TASK DETAILS → Only the lines from the one containing "of the woman's" through the end of the entries should be repeated, exactly as they appear, first and last included.

Excerpts from point annotation data →
══════════════════════════════

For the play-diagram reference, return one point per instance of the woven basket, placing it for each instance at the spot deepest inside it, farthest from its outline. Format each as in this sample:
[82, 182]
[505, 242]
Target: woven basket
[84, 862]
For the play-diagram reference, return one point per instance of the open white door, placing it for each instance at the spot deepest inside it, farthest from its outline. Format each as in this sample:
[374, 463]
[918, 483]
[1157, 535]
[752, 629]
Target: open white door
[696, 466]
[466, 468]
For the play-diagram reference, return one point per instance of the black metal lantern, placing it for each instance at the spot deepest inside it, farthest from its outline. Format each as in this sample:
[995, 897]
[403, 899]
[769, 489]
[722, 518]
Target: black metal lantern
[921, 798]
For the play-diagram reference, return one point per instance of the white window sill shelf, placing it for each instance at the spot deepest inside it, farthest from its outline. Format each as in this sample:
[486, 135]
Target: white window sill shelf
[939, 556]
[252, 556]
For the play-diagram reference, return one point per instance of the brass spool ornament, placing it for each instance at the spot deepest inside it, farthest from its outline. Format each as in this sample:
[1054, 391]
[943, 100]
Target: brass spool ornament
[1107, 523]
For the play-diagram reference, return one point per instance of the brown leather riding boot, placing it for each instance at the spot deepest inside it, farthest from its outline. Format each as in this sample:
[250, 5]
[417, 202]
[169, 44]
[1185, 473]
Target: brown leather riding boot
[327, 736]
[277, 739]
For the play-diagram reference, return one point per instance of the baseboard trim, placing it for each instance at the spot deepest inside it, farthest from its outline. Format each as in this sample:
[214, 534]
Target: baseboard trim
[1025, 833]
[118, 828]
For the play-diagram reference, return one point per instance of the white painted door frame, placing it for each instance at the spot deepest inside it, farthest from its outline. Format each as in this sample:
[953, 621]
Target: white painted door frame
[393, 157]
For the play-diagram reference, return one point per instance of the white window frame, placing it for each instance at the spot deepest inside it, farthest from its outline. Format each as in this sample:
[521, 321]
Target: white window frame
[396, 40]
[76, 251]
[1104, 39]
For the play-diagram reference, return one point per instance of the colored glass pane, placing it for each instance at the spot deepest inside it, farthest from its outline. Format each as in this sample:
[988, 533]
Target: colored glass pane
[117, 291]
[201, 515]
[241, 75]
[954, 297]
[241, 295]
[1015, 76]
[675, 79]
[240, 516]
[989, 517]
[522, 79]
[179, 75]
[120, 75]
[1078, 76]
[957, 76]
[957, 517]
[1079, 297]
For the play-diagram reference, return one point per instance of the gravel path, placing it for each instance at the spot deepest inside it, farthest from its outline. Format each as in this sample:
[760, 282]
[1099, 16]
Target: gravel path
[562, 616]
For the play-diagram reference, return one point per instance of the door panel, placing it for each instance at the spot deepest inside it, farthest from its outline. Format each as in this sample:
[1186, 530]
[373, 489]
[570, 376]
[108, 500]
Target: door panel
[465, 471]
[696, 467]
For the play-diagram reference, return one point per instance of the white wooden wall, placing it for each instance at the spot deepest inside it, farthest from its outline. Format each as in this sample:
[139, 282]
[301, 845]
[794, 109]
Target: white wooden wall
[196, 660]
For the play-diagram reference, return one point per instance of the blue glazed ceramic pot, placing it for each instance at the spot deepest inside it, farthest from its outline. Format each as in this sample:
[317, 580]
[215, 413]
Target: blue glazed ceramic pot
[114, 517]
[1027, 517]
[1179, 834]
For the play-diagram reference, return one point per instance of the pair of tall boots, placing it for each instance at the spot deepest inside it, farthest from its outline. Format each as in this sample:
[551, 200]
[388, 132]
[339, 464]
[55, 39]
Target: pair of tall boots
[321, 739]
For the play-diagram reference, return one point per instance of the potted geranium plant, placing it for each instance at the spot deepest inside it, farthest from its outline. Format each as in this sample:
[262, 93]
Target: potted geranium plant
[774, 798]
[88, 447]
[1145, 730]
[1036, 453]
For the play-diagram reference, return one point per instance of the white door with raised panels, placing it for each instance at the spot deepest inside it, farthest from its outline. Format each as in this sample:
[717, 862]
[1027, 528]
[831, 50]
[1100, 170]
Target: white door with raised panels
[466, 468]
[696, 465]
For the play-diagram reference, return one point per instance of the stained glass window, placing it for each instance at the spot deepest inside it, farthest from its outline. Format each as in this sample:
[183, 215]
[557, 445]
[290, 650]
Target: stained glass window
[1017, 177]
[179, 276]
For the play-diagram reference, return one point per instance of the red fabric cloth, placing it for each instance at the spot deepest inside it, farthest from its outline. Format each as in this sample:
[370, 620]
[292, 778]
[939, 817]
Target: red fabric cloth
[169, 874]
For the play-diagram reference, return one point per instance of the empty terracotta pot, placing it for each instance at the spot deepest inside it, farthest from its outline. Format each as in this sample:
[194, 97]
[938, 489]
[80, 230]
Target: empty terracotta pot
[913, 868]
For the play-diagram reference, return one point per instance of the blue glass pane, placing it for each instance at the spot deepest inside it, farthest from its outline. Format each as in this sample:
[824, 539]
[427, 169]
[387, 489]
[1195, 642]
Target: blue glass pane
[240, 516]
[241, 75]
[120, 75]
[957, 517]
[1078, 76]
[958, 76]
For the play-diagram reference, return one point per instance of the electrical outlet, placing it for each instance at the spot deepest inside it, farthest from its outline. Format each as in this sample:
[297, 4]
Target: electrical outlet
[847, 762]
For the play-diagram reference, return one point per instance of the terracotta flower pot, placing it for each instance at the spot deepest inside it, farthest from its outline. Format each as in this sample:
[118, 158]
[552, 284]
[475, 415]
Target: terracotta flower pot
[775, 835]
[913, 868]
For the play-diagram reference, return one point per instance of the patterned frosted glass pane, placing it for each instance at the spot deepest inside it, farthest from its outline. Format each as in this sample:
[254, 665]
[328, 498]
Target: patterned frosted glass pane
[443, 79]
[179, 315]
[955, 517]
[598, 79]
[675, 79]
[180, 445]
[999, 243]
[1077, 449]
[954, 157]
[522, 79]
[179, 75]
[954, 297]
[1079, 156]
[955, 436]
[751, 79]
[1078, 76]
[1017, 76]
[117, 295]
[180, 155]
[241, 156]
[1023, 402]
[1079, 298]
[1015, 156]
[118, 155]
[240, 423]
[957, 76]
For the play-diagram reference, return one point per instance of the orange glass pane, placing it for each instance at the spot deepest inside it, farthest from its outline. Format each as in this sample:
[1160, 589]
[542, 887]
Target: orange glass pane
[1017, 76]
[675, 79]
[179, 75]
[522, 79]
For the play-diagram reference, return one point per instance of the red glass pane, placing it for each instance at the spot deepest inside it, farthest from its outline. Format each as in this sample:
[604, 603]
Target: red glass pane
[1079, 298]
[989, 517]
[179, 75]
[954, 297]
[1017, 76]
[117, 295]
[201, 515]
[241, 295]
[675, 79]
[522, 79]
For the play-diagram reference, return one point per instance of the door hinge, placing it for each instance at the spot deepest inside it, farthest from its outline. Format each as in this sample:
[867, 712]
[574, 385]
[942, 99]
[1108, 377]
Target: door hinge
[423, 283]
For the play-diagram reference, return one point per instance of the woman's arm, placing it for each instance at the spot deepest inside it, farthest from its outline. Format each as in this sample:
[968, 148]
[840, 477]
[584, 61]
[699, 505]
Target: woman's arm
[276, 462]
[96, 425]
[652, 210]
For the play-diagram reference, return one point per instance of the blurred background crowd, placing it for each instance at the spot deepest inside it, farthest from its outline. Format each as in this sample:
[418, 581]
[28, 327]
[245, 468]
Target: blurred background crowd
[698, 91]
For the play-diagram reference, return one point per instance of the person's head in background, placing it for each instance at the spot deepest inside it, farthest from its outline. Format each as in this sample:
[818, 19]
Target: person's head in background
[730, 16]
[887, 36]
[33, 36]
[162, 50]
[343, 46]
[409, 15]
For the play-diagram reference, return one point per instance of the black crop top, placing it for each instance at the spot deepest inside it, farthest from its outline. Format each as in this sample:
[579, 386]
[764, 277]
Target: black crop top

══════════════════════════════

EXERCISE ANSWER →
For the play-diagram reference, return one point per instance of the woman's arm, placing it for each instance at the spot deepest inside it, farthest from its outline. Format each as in this sample:
[968, 148]
[840, 477]
[584, 61]
[699, 505]
Target: woman's arm
[276, 462]
[96, 425]
[652, 210]
For the play-diagram reference, return one point per instance of the blurred background crowd, placing it for each instance at the spot deepest inside it, farthest from its outline. Format each as in this sample:
[418, 581]
[28, 327]
[245, 468]
Target: blurred background crowd
[698, 91]
For the play-diagram reference, return one point per instance of the person's head in background, placing it for each instance at the spot deepest inside it, farthest from its outline. Format each as in this sample:
[818, 19]
Target: person's head in background
[730, 16]
[887, 36]
[33, 36]
[162, 50]
[343, 46]
[409, 15]
For the play-diagram reference, return one point per instance of the black crop top, placing it for each instance at the spot deepest inside it, farthest from its outline. Format each as in this sample:
[579, 386]
[764, 277]
Target: black crop top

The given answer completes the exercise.